-------- TEXT BLOCK

We iterate over the results, we map every episode tag to a score, 50 if the tag matches the search term else 0. After that we iterate over the search terms, we map every episode title to a score, 100 if there’s a match else 0. At the end we return a tuple of score and episode. And with that. We can Finally return the search results to the user:

The search engine in action

Optimizations that I’m planning to add

Searching partial tags

Now. What if we only get partial tags from the user?

For instance:

query("do dir");

// do -> [docker, docker-compose, dotnet, dos, download]
// dir -> [directory, direnv, dirty, directx, dirk, disc]

In order to quickly search the beginning of a tag we could ask for help to our friends, the trees. You know they’re green and tall, they release oxygen. And for some reason people have a tendency to invert them.

But now we search for the do keyword:

keyword: "do"

          (do)
         /     \
    (docker)   (dot)
    /               \
(docker compose)    (dotnet)

----------------

GIVEN EXERCISE:
In the search engine text above, list every tag shown after "do ->" in the comment line.

-------- EXTRACTED ENTRIES

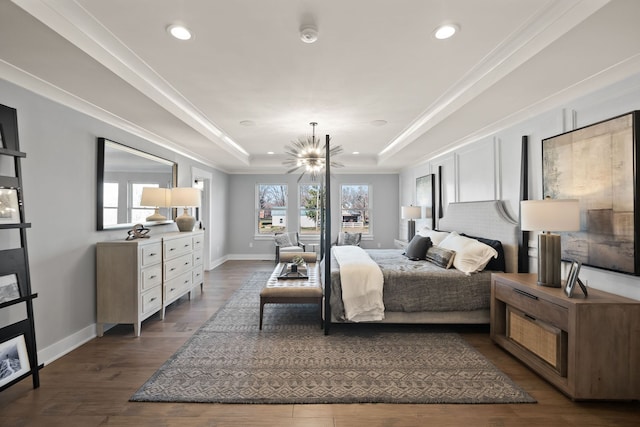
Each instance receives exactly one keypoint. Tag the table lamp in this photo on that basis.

----------------
-------- EXTRACTED ENTRIES

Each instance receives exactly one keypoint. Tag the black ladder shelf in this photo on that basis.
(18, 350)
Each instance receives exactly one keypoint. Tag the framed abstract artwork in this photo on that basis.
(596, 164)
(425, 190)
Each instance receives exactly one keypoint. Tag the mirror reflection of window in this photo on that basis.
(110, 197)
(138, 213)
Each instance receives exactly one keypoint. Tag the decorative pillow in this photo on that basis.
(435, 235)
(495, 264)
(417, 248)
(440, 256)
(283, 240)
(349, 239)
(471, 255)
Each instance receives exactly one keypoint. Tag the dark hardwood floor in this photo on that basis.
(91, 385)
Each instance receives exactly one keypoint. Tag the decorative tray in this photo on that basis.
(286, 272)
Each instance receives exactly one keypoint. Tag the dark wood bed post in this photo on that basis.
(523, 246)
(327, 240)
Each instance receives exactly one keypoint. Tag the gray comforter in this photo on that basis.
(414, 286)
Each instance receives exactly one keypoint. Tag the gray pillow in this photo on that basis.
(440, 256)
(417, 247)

----------------
-------- EXTRACTED ENTRIES

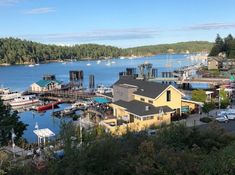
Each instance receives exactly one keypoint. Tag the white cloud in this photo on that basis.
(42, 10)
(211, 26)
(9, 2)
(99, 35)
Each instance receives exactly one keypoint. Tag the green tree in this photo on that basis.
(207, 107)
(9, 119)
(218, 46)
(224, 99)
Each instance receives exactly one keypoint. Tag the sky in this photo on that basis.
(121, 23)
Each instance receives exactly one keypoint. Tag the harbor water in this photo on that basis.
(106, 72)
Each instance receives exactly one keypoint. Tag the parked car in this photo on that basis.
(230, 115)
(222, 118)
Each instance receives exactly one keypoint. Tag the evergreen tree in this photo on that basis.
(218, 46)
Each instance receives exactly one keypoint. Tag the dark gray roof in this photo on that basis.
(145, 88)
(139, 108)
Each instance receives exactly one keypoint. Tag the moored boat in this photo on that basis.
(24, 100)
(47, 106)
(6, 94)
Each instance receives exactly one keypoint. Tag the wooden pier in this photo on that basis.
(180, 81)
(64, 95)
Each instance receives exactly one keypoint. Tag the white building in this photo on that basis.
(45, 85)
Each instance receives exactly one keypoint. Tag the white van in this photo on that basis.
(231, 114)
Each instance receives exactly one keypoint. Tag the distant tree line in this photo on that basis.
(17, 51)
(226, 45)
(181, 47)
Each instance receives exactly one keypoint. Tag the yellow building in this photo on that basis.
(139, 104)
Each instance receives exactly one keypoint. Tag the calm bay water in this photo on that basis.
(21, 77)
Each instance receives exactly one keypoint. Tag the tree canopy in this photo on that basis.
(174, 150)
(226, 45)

----------------

THE RESPONSE:
docker, docker-compose, dotnet, dos, download